Text block:
I don't know about an "A" for this draft. The Falcons got Hall, who played well for them but didn't really make an impact, Jenkins was a bit of a disappointment where he was drafted, and Demorrio Williams did play well for a period as well. So they got decent players, but not players who made an impact. An "A" for this draft is a bit high, though the choice of Matt Schaub did turn into two 2nd round picks, one of which was Justin Blalock. Overall, Mel's first two grades weren't bad.

Baltimore Ravens: B

Dwan Edwards and Roderick Green will be perfect for the Ravens' 3-4 system,

They did a perfect job of not making an impact at all really with the Ravens.

and Devard Darling has good size and athletic ability at wide receiver.

Good size? Check. Athletic ability? Check. Actual production at the wide receiver position? Not so much.

and Baltimore got the most of its other late round picks.

Whatever this means, Clarence Moore and Brian Rimpf made a very small impact on the Ravens team. Considering the Ravens got so very little out of this draft, I would say a "B" is a bit too high. How about a "D-" being more appropriate?

Buffalo Bills: C+

Lee Evans will be a big help to the offense with his speed at receiver, and it was a bold move to take J.P. Losman at quarterback.

I'm not exactly sure why taking J.P. Losman was a bold move since he was taken at #22 and was a second-round projected quarterback. Maybe the move up to get him was bold since the Bills traded a second-round pick and their first-round pick the next year (which turned into Marcus Spears) to get him.

List of tasks:
(a) Answer these questions about the draft review:
(i) What grade does the review propose for the Ravens in place of a "B"?
(ii) At what pick number was J.P. Losman taken?
(iii) Who was one of the two 2nd round picks that the choice of Matt Schaub turned into?
(b) In the draft review, swap "perfect" for "ideal" and write out the stretch from "Baltimore Ravens: B" through "with the Ravens." with that change.
The material that comes after this text was taken from a different source.

Extracted entries:

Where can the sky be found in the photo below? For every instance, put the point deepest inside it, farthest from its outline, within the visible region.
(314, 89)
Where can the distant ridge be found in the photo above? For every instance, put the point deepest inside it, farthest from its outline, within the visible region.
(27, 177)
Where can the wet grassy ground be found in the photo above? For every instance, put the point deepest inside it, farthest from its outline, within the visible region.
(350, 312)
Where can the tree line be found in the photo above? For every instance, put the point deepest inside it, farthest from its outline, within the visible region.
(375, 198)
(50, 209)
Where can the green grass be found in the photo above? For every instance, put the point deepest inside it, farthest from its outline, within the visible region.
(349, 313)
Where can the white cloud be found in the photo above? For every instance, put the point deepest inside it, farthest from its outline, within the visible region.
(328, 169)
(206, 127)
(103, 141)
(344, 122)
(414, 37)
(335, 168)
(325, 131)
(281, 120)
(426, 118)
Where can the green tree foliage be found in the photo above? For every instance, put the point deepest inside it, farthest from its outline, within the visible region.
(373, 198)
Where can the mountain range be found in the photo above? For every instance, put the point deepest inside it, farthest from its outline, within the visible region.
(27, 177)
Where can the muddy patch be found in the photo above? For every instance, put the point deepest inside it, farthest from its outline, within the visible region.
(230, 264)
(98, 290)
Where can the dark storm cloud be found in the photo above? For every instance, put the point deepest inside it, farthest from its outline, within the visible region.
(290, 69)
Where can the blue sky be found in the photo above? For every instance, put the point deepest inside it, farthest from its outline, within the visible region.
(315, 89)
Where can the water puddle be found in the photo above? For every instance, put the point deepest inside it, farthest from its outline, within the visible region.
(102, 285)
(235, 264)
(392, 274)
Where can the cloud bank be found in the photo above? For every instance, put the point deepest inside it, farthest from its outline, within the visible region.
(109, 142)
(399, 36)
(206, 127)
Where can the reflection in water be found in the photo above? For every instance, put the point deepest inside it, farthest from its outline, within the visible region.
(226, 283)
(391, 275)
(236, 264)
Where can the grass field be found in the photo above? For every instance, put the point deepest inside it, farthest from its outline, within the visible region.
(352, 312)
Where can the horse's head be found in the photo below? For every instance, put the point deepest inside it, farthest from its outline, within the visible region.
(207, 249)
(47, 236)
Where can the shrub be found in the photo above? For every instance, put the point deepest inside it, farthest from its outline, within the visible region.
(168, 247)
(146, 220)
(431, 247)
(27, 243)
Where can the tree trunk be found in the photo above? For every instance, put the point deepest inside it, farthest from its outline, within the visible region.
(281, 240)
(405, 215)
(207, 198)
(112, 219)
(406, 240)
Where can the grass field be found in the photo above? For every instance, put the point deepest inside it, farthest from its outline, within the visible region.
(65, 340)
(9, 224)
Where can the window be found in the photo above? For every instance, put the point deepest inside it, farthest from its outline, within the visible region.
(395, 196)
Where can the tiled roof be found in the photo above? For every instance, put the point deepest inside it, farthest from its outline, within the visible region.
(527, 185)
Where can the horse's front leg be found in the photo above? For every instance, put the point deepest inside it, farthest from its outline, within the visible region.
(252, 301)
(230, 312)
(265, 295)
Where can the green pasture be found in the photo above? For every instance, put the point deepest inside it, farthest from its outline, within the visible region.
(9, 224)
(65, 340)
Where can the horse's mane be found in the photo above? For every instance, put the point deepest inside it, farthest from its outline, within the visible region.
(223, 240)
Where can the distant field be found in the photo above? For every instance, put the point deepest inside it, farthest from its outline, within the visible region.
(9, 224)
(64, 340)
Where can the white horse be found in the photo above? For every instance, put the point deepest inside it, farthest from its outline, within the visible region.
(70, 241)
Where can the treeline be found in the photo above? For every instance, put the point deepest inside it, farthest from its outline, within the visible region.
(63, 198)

Answers to the tasks:
(a)
(i) A "D-".
(ii) #22.
(iii) Justin Blalock.

(b)
Baltimore Ravens: B

Dwan Edwards and Roderick Green will be ideal for the Ravens' 3-4 system,

They did a ideal job of not making an impact at all really with the Ravens.